Task A
Show every line of the records that contains the word "yellow", treating uppercase and lowercase letters as different.

Text segment
Anselm Genders Explained

Anselm Genders CR, born Roger Marson Genders and also added the name of Alban when he joined the Royal Navy (15 August 1919 – 19 June 2008[1]), was the Bishop of Bermuda from 1977 until 1982.

Genders was educated at King Edward VI Grammar School, Birmingham and Brasenose College, Oxford[2] during which time his studies were interrupted by wartime service with the Royal Naval Volunteer Reserve.

Task B
Write what comes next in the biography of Anselm Genders, picking up after its last sentence.

Exercise material
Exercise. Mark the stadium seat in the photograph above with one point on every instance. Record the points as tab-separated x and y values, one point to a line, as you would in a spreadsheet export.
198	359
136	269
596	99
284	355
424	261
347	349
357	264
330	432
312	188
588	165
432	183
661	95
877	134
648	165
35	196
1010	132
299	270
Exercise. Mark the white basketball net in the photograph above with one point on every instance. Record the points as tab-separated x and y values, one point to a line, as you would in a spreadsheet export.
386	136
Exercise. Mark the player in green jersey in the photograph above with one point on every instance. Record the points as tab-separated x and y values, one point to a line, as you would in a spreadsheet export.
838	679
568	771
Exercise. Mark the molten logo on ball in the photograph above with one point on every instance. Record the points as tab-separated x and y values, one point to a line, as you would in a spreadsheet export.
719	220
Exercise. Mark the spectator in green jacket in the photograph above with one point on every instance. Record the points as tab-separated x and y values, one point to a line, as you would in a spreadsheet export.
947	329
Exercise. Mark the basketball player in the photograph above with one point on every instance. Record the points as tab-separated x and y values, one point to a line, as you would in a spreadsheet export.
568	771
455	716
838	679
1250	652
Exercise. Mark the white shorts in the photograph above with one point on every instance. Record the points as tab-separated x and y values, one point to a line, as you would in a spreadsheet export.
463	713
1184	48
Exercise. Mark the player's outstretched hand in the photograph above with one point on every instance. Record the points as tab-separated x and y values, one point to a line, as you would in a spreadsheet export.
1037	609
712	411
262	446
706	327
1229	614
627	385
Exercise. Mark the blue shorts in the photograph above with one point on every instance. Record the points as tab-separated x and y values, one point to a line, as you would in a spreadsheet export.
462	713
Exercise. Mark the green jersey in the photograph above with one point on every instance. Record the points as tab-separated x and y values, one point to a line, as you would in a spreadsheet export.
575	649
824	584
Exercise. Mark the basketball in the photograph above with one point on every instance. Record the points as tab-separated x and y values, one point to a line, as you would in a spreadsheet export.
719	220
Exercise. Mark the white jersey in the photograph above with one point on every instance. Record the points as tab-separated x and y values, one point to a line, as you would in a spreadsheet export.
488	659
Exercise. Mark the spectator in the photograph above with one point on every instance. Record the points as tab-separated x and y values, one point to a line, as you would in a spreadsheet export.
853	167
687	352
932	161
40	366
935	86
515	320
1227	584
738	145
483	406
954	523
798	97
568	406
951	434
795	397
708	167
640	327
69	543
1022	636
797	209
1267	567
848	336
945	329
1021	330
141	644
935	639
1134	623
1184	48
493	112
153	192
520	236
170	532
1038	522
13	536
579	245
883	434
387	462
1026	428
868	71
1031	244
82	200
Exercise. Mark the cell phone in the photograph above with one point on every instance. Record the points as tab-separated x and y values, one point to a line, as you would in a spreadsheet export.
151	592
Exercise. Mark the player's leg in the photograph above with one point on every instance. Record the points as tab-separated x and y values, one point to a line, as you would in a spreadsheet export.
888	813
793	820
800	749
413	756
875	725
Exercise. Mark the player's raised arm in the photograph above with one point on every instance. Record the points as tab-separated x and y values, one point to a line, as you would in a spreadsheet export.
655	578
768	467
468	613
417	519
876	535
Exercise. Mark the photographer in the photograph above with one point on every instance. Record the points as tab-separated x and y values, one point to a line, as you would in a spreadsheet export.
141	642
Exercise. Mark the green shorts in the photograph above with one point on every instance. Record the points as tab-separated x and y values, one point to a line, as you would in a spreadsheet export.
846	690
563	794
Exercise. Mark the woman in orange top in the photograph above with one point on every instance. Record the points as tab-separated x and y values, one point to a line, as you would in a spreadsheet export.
==
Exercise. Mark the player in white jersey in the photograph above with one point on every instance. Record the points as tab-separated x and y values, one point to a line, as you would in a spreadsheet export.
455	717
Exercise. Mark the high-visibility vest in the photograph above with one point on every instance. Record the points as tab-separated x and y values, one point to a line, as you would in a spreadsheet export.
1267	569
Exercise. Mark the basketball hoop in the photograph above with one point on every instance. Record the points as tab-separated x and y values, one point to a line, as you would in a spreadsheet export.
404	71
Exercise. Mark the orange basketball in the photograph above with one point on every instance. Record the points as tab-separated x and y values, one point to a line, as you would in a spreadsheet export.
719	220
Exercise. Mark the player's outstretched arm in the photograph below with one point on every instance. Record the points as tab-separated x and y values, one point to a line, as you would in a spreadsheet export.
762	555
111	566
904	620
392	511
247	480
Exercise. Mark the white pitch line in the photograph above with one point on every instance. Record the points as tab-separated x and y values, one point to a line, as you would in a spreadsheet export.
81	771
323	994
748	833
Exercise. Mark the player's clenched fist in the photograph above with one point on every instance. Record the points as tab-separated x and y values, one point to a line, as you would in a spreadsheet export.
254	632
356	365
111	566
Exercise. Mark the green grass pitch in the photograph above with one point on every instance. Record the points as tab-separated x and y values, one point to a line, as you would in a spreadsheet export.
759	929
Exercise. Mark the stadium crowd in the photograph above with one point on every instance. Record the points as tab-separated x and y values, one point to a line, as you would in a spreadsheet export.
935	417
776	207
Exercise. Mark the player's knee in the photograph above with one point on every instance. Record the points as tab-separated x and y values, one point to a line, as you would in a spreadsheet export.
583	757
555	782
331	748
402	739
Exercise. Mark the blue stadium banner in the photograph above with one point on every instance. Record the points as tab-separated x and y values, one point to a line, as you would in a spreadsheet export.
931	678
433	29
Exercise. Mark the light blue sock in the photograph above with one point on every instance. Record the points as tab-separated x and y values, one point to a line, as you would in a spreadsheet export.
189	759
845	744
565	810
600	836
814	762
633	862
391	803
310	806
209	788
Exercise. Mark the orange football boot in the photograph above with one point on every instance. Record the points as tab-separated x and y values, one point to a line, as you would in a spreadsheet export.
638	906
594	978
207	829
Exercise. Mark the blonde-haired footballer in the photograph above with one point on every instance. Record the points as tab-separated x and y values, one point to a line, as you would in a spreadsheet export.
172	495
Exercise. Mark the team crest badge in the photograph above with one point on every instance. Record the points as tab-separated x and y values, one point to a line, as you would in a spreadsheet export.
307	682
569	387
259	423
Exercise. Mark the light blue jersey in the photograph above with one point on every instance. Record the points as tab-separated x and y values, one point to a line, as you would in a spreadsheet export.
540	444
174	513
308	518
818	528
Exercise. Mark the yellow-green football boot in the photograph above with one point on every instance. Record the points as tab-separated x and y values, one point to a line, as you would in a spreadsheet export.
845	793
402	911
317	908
* * *
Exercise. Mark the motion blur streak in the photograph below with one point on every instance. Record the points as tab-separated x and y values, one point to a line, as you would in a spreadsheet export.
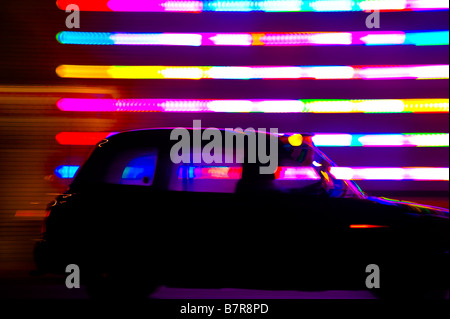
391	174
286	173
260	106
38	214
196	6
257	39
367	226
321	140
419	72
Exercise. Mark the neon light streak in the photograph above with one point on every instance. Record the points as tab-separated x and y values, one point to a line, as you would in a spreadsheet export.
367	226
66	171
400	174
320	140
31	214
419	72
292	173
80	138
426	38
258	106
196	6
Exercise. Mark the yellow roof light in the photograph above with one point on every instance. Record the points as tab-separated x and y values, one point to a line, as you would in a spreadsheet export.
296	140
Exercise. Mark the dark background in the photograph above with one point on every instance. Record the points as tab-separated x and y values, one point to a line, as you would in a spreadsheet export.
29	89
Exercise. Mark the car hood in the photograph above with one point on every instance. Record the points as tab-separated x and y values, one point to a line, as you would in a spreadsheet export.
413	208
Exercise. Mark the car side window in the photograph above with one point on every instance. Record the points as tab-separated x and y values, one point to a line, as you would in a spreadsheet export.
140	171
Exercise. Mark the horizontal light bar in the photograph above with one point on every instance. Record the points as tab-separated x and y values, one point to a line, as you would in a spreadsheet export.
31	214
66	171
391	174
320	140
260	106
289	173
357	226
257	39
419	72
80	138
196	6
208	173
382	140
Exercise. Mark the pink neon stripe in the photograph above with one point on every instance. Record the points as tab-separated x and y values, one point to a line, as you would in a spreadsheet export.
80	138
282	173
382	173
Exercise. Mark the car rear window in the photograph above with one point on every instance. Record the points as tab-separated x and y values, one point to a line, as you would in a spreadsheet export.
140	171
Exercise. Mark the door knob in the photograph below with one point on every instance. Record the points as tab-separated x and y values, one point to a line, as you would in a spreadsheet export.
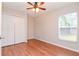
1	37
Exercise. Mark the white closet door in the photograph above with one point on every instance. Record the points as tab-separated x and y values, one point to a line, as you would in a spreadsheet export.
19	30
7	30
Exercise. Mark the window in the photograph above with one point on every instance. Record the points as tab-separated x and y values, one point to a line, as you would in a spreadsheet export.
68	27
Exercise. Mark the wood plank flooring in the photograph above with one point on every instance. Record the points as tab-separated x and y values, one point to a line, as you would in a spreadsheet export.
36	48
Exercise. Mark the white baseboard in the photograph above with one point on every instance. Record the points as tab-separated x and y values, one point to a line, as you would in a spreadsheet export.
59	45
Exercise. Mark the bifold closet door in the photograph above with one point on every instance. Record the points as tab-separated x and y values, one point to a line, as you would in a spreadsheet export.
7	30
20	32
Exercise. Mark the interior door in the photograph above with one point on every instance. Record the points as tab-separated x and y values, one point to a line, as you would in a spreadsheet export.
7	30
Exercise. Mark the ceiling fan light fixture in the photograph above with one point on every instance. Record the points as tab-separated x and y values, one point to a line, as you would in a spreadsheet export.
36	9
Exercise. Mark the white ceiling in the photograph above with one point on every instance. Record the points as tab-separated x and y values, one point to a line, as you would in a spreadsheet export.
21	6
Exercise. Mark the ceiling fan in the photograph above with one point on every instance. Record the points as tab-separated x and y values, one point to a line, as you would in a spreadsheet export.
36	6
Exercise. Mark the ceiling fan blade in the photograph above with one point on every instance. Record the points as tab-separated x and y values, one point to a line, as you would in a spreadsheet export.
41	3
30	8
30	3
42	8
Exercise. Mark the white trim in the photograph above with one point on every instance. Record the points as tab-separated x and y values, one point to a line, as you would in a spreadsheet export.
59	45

Response A
Exercise. Mark the yellow-green football boot in the photograph above with one point on every instance. Record the points as tab-separated x and y values, one point to a line, as you would in a spreadsheet export.
Exercise. Mark the yellow roof light in the photograph above with one point on every instance. Record the points as tab-separated x and y values, one point to a line, as you would in a spreadsheet export.

Response B
After graduation Genders taught briefly at Dame Allan's School (where he succeeded South African theologian John Suggitt) and then began a long association with the College of the Resurrection, Mirfield,[3] becoming a monk in 1952. In 1955 he was sent as a tutor to Codrington College, Barbados[4] eventually becoming its principal. A decade later he was sent to Rhodesia, working first in Penhalonga before being appointed Archdeacon of Manicaland.[5]

In 1977, Donald Coggan, Archbishop of Canterbury, asked him accept the Bermuda bishopric vacated by the death of Robert Stopford. Genders was ordained a bishop on 18 October 1977, by Coggan at St Paul's Cathedral. Five turbulent years later[6] he returned to the College of the Resurrection where he remained for 26 years until his death.

Notes and References

  1. Obituary in The Daily Telegraph, 26 June 2008.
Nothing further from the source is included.